> [Document section]:

+ + + +

The US devised operations to paint communist uprisings as anti-democratic. Images like those mentioned were mass-produced and circulated throughout Vietnam in efforts to capture national support from Vietnamese civilians. To further capitalize on the support of their nation, politicians misled the US population under the premise of the ‘Domino Theory,’ which asserted that without US involvement, more countries would follow suit under the Soviet Union and the Viet Cong. In Propaganda in Vietnam, Bobby Craig Sinquefield acknowledges the media’s skewed representation of the war: “Due to inadequate policy… during the early stages of the war, there was very little press coverage other than the occasional story about the spread of Communism in Vietnam and Eisenhower’s ‘Domino Theory’” (Sinquefield, 2020). Even today, US educational curricula barely capture the Vietnam War, depicting it through just a few brief battles in its eventful 20-year span. Diane Seo, in the Los Angeles Times, captures the essence of the US education curriculum involving the Vietnam War: “students’ knowledge of it is often limited to such events as the Tet Offensive, the Gulf of Tonkin resolution and the Kent State shootings” (Seo, 1995). The lack of media coverage and dialogue about the Vietnam War were calculated strategies to suppress critical inquisition into the war, diminishing public opinion in order to enact war crimes in the Indochina region under the guise of freedom fighting.
The US strategically used propaganda on the battleground and in Vietnam to coerce veterans and civilians to fight for US imperialists. Importantly, the US needed to gain the support of its frontline. In the pursuit of Indochina, it was important to dehumanize the enemy. Terminology deploys certain images, and when used to oppress or characterize a group, it becomes evident that such terminology drills concepts and ideas into the mind, forcing people to interpret words as signs or symbols in order to develop specific intended meanings. War generals are taught to dehumanize their opponent and to pass along that notion of hatred, anger, or disgust onto their soldiers.
When associating their opponent with dehumanizing terms, it creates images or perceptions that negatively apply to their opponent, belittling them and creating this symbol of communism, enemy, alien, other. In Kill Anything That Moves, by Nick Turse, he recalls army veteran Wayne Smith saying, “The drill instructors never called the Vietnamese, ‘Vietnamese.’ They called them dinks, gooks, slopes, slants, rice-eaters, everything that would take away humanity… That they were less than human was clearly the message.” This rhetoric was used top-down—all the way from President Johnson to the general public. Discourse like this was important to ensure soldiers would kill their ‘enemy.’ It is important to note that “men from families with lower socioeconomic status were more likely than those from families with higher socioeconomic status both to serve and fight” (Wilson, 1995). The war promised a better life and fulfillment of the American Dream after their commitment to their nation.
Using American values and beliefs, these soldiers were easily manipulated into dominant decodings. Furthering their agenda in Vietnam, it was important that soldiers believed their opponent was nothing, at least not human. These understandings were ingrained into the thought patterns of US soldiers so that defiant natures against the United States didn’t persist. This gave rationality to mass murder and the torture of their opponent in the fight for democracy and liberation. Terminology like this supported the otherization and dehumanization of the Vietnamese people. These words justified attacks against the opponent, painting them as if they neither were human nor deserved to live. In terms of semiotics, the use of these signifiers and their distinctly pejorative signified meanings created a sharp contrast between the Viet Cong/Vietnamese and the American soldiers.

+ + + +

> [Written tasks]:
**A.** Reproduce the part of the passage on Vietnam War propaganda starting with "The US strategically" and going on through "onto their soldiers.".
**B.** In one to three sentences, explain what the passage on Vietnam War propaganda says the lack of media coverage and dialogue about the war was meant to achieve.

> [Given data]:
+ + + +

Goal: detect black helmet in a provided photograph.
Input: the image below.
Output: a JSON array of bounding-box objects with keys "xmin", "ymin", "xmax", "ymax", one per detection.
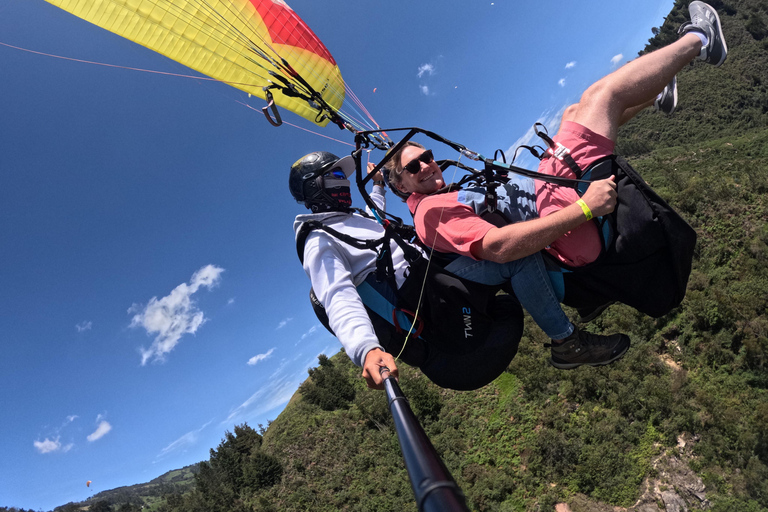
[{"xmin": 288, "ymin": 151, "xmax": 355, "ymax": 212}]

+ + + +

> [Solutions by task]:
**A.**
The US strategically used propaganda on the battleground and in Vietnam to coerce veterans and civilians to fight for US imperialists. Importantly, the US needed to gain the support of its frontline. In the pursuit of Indochina, it was important to dehumanize the enemy. Terminology deploys certain images, and when used to oppress or characterize a group, it becomes evident that such terminology drills concepts and ideas into the mind, forcing people to interpret words as signs or symbols in order to develop specific intended meanings. War generals are taught to dehumanize their opponent and to pass along that notion of hatred, anger, or disgust onto their soldiers.

**B.** The passage calls the lack of coverage and dialogue calculated strategies to suppress critical questioning of the war and diminish public opinion. This allowed war crimes to be carried out in the Indochina region under the guise of freedom fighting.